-- TASK GOAL --
Only the lines of the data below from the one with "If you could point out the wall outlet" through the one with "If you could point out the wooden ceiling plank" are wanted. Repeat them exactly.

-- PROVIDED INFORMATION --
★ ★ ★ ★
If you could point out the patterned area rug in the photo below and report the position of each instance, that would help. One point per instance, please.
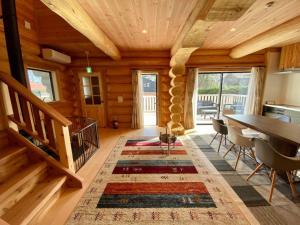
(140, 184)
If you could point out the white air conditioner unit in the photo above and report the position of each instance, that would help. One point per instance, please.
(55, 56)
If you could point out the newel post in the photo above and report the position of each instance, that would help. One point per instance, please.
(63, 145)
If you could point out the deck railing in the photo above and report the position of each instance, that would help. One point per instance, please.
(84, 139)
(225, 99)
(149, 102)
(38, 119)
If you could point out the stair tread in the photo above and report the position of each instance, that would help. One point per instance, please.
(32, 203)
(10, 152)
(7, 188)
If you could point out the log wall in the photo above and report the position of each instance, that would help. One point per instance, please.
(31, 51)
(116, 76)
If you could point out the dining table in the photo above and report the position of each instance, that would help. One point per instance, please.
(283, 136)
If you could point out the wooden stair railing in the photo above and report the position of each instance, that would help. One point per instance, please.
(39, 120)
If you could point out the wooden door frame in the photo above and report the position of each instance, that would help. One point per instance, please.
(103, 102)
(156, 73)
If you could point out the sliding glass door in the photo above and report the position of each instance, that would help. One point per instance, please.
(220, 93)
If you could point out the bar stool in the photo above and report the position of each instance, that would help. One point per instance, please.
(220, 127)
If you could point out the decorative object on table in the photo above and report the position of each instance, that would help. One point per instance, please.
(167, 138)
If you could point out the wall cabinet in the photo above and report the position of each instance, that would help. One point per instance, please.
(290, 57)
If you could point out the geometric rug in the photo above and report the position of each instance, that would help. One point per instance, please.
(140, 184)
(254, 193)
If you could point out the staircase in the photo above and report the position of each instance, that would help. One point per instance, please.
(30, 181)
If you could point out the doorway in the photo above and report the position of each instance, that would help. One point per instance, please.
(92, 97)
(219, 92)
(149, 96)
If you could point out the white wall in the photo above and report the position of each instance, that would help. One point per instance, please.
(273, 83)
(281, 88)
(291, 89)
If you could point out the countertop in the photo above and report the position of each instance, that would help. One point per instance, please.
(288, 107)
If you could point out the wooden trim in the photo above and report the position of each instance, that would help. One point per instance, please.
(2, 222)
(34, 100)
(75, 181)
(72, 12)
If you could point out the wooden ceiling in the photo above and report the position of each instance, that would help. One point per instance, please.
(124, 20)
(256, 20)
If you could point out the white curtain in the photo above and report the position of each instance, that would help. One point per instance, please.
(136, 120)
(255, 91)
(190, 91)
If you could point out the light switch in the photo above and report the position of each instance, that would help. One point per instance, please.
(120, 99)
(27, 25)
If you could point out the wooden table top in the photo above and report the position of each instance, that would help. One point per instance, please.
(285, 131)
★ ★ ★ ★
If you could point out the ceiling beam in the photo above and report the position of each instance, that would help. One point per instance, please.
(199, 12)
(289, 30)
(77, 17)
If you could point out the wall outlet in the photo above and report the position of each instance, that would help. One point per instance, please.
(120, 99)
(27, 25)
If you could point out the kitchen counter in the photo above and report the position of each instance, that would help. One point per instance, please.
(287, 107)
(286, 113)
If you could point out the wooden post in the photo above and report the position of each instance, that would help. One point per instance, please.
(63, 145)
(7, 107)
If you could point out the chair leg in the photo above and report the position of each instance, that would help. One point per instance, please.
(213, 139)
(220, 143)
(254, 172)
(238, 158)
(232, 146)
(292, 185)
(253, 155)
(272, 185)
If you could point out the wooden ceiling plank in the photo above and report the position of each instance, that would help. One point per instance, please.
★ ★ ★ ★
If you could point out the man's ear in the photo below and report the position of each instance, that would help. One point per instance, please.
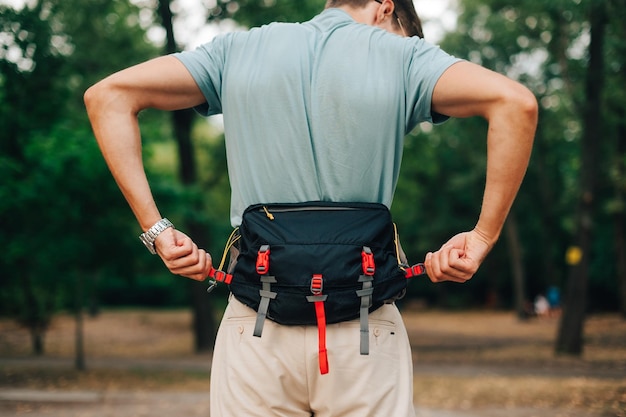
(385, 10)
★ ★ ★ ★
-- REPLY --
If you could point out the wall outlet in the photo above and report the position of each instance, that would help. One point per instance, please.
(120, 99)
(27, 25)
If you could point out the kitchen counter in the photo above and report the position of each instance, that would help. One point per instance, please.
(287, 107)
(286, 113)
If you could point out the wooden post in the photo above and report the position of each instance, that would help. One point per instance, please.
(63, 145)
(7, 107)
If you could point out the chair leg in the photo above and report the position of each instance, that would help. One point per instance, please.
(213, 139)
(220, 143)
(254, 172)
(238, 158)
(232, 146)
(292, 185)
(253, 155)
(272, 185)
If you could point out the wooden ceiling plank in the photo above and report the position of each instance, that would help. One point per instance, please.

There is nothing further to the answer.